I think asking the shelter would be a good idea but I really have no knowledge of this kind of thing. I'm sure there are people on here that can give good info.


----------



## Lilie (Feb 3, 2010)

I'm curious. What would be the difference for you with providing a rescue for the dogs and being a foster for the dogs?


----------



## Myamom (Oct 10, 2005)

There is alot that goes into rescue.
to start you should:

Talk to a REPUTABLE local rescue in your area for tips on drawing up a very good solid contract for adopters and adoption application.

Make sure you do ref checks, vet check, interview and home visit. 

All vetting must be done prior to adoption...spay/neuter is a must. Be prepared for expensive issues that will occur...heartworm, surgeries, etc. 

You must require that if for any reason an adopter cannot keep an animal at any time in it's life (even if it's years down the road)...that the dog is returned to you. This is included in the contract. 

I personally like fostering for an established rescue and being under their umbrella. Running a rescue is very difficult...to do it properly.


----------



## gagsd (Apr 24, 2003)

I do rescue/fostering on my own occassionally, and IMO it is much better to have a "real rescue" backing you. As non-profits, people can donate to them, they can do fundraisers, they often have a large word-of-mouth system. And they always need fosters!
Now you could look into starting up your own non-profit, but that is kind of like re-inventing the wheel assuming there are reputable rescues in your area.


----------



## gsdraven (Jul 8, 2009)

One very important thing that most people don't think about: you need insurance. Good insurance for the dogs. Also, you need a legal adoption contract. 

And think long and hard about what you will do if one of the dogs you place bites someone. You and your husband could lose everything in a lawsuit. 

This isn't the fun side of rescue and most people don't even think about it when they get involved but it is a very real concern when trying to do this on your own.


----------



## gagsd (Apr 24, 2003)

Michigan Non-profit start-up
Michigan Kennel License


----------



## BoomandBolt (Mar 15, 2010)

we don't necessarily want to foster because primarily we don't want to deal with being the "middle man" and we want to be comfortable setting our own limits and staying with in them.


----------



## Holmeshx2 (Apr 25, 2010)

I think it depends on the rescue you are working with. I've known rescues that place a great deal of choice with the foster home. When I did it we chose when we took in a dog if I didn't feel it's health or temperment was ready the dog didn't get adopted yet. When someone filled out an application interested in the dog they passed it all on to me then they just gave me access to their petfinder site and whenever a dog was in my care my contact information was listed on the site. I went over the application and I screened the home to see if they were the right fit for my foster.

I chose if I didn't want to take a dog in and if there was a specific dog in a shelter I was able to call them and tell them and they would either pull the dog or allow me to go and pull the dog from the shelter.


----------



## Myamom (Oct 10, 2005)

If you get involved with a reputable rescue..they work WITH you. You tell them what kind of dog you can foster...and they match you with that kind of dog. Fosters opinions on the potential adopters are also taken very seriously.


----------



## sitstay (Jan 20, 2003)

Add me to the list of recommendations for hooking up with a reputable rescue.

• _THINGS TO DO_
1. Reproduce the dog rescue thread from "There is alot" through "do it properly.", both ends included.
2. In the dog rescue thread, what does Myamom say must be done before adoption?
The lines below come from a separate source and are unrelated to the dog rescue thread.

• _MATERIAL SHOWN_
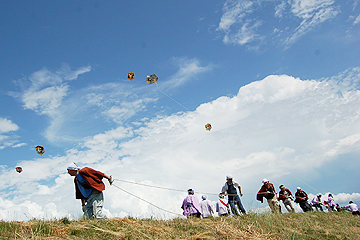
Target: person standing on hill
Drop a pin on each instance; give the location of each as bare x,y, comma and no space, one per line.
230,188
191,205
331,202
267,190
353,208
222,206
286,196
89,188
206,208
302,198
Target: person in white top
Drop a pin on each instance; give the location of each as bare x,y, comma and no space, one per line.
222,206
206,208
316,202
353,208
231,187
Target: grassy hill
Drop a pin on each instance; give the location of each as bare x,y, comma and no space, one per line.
316,225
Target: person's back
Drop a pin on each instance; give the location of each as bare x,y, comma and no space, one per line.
221,206
206,208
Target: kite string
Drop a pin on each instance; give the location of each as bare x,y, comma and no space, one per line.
171,97
172,189
305,183
146,201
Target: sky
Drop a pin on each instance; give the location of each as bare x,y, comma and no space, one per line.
279,81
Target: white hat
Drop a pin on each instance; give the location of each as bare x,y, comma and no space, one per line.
265,180
73,166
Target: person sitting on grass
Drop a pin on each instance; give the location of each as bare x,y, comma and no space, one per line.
286,196
267,190
206,208
222,206
353,208
302,198
316,202
191,205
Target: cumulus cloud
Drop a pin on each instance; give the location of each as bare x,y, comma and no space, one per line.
7,125
282,128
242,27
47,89
311,13
6,138
188,69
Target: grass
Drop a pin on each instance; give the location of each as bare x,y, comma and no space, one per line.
315,225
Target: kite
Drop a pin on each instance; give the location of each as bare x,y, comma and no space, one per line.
208,127
131,76
40,150
151,79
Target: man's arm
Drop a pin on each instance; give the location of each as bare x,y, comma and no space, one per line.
240,191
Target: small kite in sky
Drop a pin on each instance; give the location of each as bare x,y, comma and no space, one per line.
208,127
40,150
151,79
131,76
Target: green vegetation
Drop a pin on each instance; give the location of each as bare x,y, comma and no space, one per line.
315,225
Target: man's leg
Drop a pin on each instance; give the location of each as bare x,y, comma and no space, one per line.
97,204
232,206
240,206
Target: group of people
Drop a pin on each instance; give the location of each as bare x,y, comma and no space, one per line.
89,189
273,198
192,207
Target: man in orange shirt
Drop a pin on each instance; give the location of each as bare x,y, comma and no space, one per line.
88,188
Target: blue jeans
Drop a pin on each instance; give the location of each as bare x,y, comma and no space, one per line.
94,203
236,201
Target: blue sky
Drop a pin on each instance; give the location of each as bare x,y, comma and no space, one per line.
278,81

• _PROBLEM SOLUTIONS_
1.
There is alot that goes into rescue.
to start you should:

Talk to a REPUTABLE local rescue in your area for tips on drawing up a very good solid contract for adopters and adoption application.

Make sure you do ref checks, vet check, interview and home visit. 

All vetting must be done prior to adoption...spay/neuter is a must. Be prepared for expensive issues that will occur...heartworm, surgeries, etc. 

You must require that if for any reason an adopter cannot keep an animal at any time in it's life (even if it's years down the road)...that the dog is returned to you. This is included in the contract. 

I personally like fostering for an established rescue and being under their umbrella. Running a rescue is very difficult...to do it properly.

2. All vetting must be done, and spay/neuter is a must.